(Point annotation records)
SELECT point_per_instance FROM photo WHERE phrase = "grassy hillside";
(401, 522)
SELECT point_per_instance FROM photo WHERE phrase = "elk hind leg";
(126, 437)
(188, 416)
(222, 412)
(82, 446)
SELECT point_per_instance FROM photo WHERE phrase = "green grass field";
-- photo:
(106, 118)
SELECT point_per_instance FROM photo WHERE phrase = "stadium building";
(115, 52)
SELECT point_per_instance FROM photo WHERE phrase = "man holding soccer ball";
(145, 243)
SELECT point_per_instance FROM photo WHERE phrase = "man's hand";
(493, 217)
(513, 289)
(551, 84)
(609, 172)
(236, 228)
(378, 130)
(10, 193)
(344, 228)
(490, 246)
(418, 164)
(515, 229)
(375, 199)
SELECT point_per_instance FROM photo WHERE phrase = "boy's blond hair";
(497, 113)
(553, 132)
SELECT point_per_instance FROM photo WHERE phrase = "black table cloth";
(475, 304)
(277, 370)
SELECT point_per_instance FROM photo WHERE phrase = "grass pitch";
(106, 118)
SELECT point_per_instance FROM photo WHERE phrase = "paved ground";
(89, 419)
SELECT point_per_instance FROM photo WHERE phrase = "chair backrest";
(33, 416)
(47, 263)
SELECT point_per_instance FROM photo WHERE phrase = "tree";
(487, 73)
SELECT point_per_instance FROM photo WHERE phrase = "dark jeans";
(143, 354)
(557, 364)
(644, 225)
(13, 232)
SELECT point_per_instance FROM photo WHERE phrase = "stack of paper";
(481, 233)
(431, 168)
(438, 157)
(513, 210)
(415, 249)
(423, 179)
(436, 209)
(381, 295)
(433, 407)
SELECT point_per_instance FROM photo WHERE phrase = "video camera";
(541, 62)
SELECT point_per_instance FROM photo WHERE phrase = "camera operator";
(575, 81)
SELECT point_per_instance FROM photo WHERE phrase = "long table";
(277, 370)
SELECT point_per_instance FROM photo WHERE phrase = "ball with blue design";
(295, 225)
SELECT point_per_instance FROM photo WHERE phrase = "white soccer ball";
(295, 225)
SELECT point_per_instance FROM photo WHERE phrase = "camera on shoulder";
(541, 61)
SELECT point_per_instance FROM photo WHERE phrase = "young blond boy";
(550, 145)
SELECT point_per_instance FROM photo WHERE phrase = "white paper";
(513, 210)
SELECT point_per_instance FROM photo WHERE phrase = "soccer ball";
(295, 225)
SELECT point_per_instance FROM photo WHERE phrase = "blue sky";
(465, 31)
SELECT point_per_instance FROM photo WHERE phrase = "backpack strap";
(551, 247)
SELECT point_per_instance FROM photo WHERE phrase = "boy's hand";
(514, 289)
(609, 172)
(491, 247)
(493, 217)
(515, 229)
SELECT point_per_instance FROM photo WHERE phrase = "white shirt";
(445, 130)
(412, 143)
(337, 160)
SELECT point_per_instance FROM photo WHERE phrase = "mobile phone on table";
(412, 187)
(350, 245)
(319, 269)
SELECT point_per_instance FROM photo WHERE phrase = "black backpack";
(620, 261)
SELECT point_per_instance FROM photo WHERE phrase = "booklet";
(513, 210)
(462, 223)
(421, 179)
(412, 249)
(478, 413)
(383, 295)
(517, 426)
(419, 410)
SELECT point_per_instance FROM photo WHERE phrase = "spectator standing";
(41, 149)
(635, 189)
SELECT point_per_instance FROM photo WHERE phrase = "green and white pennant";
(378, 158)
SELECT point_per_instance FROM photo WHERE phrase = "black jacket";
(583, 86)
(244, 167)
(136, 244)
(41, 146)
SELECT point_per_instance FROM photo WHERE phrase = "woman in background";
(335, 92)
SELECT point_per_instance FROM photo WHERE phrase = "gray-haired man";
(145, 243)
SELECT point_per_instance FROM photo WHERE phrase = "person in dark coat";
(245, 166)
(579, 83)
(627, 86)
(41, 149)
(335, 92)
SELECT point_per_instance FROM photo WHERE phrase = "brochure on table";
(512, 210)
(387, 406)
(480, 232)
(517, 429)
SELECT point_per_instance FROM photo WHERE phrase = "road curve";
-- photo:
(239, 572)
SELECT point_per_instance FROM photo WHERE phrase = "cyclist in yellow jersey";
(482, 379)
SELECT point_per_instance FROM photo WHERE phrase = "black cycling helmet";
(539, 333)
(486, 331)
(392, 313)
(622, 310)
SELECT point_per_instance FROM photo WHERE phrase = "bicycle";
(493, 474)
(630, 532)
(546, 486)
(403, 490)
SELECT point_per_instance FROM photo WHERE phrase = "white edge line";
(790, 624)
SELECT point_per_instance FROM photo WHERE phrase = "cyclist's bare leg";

Aim ->
Take the listing above and set it down exactly.

Response for this exercise ->
SELECT point_per_instance FROM photo WHERE phrase = "grassy hillside";
(401, 522)
SELECT point_per_instance FROM photo WHERE phrase = "elk hind leg";
(126, 437)
(188, 416)
(222, 412)
(82, 446)
SELECT point_per_instance FROM photo WHERE phrase = "green grass field";
-- photo:
(106, 118)
SELECT point_per_instance FROM photo WHERE phrase = "stadium building";
(115, 52)
SELECT point_per_instance FROM photo WHERE phrase = "man holding soccer ball";
(145, 243)
SELECT point_per_instance FROM photo WHERE phrase = "man's hand";
(493, 217)
(513, 289)
(551, 84)
(609, 172)
(236, 228)
(378, 130)
(10, 193)
(344, 228)
(490, 246)
(418, 164)
(515, 229)
(375, 199)
SELECT point_per_instance FROM photo WHERE phrase = "boy's blond hair";
(497, 113)
(553, 132)
SELECT point_per_instance FROM photo WHERE phrase = "black table cloth";
(475, 304)
(277, 370)
SELECT point_per_instance FROM photo WHERE phrase = "grass pitch";
(106, 118)
SELECT point_per_instance FROM photo WHERE phrase = "paved ground";
(89, 419)
SELECT point_per_instance FROM photo WHERE phrase = "chair backrest";
(33, 416)
(47, 263)
SELECT point_per_instance FROM photo WHERE phrase = "tree";
(487, 73)
SELECT point_per_instance FROM photo WHERE phrase = "dark jeans";
(143, 354)
(557, 364)
(644, 225)
(13, 232)
SELECT point_per_instance FROM photo WHERE phrase = "stack of paper";
(481, 233)
(431, 168)
(438, 157)
(513, 210)
(415, 249)
(423, 179)
(436, 209)
(381, 295)
(433, 407)
SELECT point_per_instance FROM photo WHERE phrase = "video camera";
(541, 62)
SELECT point_per_instance FROM photo WHERE phrase = "camera operator";
(575, 81)
SELECT point_per_instance FROM photo WHERE phrase = "long table";
(277, 370)
SELECT point_per_instance FROM photo WHERE phrase = "ball with blue design";
(295, 225)
SELECT point_per_instance FROM photo WHERE phrase = "white soccer ball";
(295, 225)
SELECT point_per_instance FROM photo WHERE phrase = "camera on shoulder";
(541, 61)
SELECT point_per_instance FROM photo WHERE phrase = "young blond boy";
(550, 145)
SELECT point_per_instance FROM photo WHERE phrase = "white paper";
(513, 210)
SELECT point_per_instance FROM photo WHERE phrase = "soccer ball";
(295, 225)
SELECT point_per_instance FROM photo WHERE phrase = "blue sky";
(465, 31)
SELECT point_per_instance FROM photo WHERE phrase = "backpack strap";
(551, 247)
SELECT point_per_instance FROM photo WHERE phrase = "boy's hand";
(514, 289)
(609, 172)
(491, 247)
(493, 217)
(515, 229)
SELECT point_per_instance FROM photo WHERE phrase = "white shirt";
(445, 130)
(412, 143)
(337, 160)
SELECT point_per_instance FROM photo WHERE phrase = "mobile phone on table";
(412, 187)
(350, 245)
(319, 269)
SELECT point_per_instance FROM photo WHERE phrase = "black backpack";
(620, 261)
SELECT point_per_instance FROM photo WHERE phrase = "booklet";
(513, 210)
(462, 223)
(421, 179)
(412, 249)
(478, 413)
(383, 295)
(517, 426)
(419, 410)
SELECT point_per_instance FROM photo WHERE phrase = "spectator standing";
(41, 149)
(635, 189)
SELECT point_per_instance FROM photo WHERE phrase = "green and white pennant";
(378, 158)
SELECT point_per_instance FROM photo WHERE phrase = "black jacket";
(583, 86)
(244, 167)
(136, 244)
(41, 146)
SELECT point_per_instance FROM photo WHERE phrase = "woman in background";
(335, 92)
SELECT point_per_instance FROM photo WHERE phrase = "gray-haired man";
(145, 243)
SELECT point_per_instance FROM photo WHERE phrase = "person in dark coat";
(245, 166)
(579, 83)
(627, 86)
(41, 149)
(335, 92)
SELECT point_per_instance FROM photo WHERE phrase = "brochure on table";
(512, 210)
(387, 406)
(480, 232)
(517, 429)
SELECT point_per_instance FROM photo WHERE phrase = "road curve";
-- photo:
(239, 572)
SELECT point_per_instance FROM photo WHERE phrase = "cyclist in yellow jersey";
(482, 379)
SELECT point_per_instance FROM photo WHERE phrase = "black cycling helmet";
(539, 333)
(486, 331)
(392, 313)
(622, 310)
SELECT point_per_instance FROM photo WHERE phrase = "bicycle";
(493, 474)
(630, 532)
(546, 486)
(403, 490)
SELECT point_per_instance FROM photo WHERE phrase = "white edge line";
(790, 624)
SELECT point_per_instance FROM photo WHERE phrase = "cyclist's bare leg";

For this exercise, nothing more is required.